* [SHORT PROBLEM]
State how many of the lines below contain the string "rock", treating uppercase and lowercase as different. Reply with the number alone.

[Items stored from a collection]
-=-=-

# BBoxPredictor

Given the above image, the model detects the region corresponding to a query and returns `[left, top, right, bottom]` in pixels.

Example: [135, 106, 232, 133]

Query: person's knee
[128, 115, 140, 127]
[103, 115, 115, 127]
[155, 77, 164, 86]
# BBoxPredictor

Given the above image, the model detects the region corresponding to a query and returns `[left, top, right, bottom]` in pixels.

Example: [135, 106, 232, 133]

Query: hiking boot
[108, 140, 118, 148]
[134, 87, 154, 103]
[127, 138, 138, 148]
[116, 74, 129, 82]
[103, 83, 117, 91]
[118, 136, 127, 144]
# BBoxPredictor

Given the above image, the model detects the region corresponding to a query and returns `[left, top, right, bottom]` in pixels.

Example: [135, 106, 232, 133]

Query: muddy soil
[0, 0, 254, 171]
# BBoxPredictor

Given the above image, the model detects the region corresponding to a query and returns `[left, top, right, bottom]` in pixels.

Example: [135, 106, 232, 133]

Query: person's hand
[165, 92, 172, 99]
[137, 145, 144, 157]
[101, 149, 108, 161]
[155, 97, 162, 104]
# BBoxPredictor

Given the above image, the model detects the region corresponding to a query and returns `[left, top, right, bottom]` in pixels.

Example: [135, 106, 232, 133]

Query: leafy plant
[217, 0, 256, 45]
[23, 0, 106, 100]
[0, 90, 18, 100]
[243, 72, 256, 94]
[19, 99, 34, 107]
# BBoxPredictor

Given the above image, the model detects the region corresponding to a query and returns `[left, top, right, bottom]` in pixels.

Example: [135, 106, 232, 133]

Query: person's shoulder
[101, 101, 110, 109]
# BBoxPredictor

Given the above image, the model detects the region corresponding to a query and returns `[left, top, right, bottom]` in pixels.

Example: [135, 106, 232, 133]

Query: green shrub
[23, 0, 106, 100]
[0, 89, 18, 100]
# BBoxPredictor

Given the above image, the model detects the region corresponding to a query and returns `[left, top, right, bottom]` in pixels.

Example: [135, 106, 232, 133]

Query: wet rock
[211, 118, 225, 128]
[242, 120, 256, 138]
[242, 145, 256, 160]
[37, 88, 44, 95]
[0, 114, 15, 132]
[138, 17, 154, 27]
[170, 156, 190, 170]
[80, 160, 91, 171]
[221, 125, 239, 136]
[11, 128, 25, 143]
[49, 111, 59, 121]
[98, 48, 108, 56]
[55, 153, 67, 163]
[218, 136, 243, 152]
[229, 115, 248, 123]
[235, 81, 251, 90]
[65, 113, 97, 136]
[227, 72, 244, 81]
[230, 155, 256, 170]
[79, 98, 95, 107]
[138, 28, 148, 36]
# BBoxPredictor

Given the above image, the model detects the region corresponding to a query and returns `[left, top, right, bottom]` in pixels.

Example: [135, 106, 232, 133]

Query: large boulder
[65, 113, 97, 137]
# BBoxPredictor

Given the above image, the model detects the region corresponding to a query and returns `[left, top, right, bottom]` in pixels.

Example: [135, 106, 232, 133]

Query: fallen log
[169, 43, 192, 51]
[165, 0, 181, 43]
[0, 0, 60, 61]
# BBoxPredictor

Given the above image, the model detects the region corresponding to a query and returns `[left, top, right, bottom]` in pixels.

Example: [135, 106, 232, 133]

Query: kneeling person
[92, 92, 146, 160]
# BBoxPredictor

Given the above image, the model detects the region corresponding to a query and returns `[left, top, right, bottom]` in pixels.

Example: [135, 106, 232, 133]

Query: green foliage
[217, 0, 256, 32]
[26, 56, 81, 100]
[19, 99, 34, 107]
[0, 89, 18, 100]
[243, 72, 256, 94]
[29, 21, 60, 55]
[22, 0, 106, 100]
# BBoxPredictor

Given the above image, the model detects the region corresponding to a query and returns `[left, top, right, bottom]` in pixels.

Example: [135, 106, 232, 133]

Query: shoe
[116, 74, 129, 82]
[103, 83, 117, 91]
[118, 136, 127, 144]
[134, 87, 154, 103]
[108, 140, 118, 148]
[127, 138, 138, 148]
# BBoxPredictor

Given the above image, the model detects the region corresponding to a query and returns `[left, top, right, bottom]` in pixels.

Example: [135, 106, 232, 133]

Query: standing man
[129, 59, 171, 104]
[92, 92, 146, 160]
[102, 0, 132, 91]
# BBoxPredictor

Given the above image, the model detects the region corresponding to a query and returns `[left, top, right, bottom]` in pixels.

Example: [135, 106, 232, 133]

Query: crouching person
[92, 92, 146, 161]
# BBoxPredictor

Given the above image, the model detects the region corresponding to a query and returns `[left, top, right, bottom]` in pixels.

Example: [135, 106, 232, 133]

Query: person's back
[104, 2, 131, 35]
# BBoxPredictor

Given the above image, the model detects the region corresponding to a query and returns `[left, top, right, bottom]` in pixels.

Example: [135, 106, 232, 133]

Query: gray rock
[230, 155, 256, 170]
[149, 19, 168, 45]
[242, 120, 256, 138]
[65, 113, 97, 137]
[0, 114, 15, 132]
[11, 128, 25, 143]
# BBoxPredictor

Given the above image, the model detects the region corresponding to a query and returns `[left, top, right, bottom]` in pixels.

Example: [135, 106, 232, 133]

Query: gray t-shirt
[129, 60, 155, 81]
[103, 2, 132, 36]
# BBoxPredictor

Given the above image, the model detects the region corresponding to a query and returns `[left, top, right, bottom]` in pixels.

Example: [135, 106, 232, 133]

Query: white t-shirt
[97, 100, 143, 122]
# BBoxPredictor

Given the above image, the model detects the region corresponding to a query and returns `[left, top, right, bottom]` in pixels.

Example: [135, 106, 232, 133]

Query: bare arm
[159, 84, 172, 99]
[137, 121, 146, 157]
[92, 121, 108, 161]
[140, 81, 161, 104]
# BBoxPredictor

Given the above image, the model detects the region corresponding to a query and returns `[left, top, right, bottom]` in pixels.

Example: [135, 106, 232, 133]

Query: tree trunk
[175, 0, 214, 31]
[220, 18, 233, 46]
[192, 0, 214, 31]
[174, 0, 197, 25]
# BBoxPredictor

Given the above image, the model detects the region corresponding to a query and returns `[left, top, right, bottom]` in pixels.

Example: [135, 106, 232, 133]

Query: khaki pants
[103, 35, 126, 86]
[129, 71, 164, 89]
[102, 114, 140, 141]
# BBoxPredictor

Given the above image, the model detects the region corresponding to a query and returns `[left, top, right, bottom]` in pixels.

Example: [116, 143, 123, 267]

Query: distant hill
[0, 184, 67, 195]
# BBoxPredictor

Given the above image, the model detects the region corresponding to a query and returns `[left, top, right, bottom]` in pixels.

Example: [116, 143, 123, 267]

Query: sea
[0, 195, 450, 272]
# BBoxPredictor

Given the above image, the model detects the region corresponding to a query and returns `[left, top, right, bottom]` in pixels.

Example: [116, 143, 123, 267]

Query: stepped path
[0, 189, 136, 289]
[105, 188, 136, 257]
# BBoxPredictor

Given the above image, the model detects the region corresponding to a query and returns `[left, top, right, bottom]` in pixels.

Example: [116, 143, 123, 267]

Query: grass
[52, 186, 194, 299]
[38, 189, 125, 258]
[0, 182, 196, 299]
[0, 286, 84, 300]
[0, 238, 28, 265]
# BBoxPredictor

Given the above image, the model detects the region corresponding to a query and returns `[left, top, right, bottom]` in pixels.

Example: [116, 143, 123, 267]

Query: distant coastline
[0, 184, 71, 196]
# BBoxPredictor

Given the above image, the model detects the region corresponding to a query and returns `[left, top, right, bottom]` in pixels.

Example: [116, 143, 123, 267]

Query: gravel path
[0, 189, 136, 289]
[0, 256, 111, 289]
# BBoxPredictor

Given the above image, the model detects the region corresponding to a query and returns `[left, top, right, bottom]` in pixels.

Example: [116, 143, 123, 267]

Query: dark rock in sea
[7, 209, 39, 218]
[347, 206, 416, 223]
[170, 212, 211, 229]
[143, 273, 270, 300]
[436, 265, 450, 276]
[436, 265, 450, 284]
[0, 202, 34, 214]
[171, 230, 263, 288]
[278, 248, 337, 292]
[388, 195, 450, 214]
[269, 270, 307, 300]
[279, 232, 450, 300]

-=-=-

* [OUTPUT OF THE EXERCISE]
3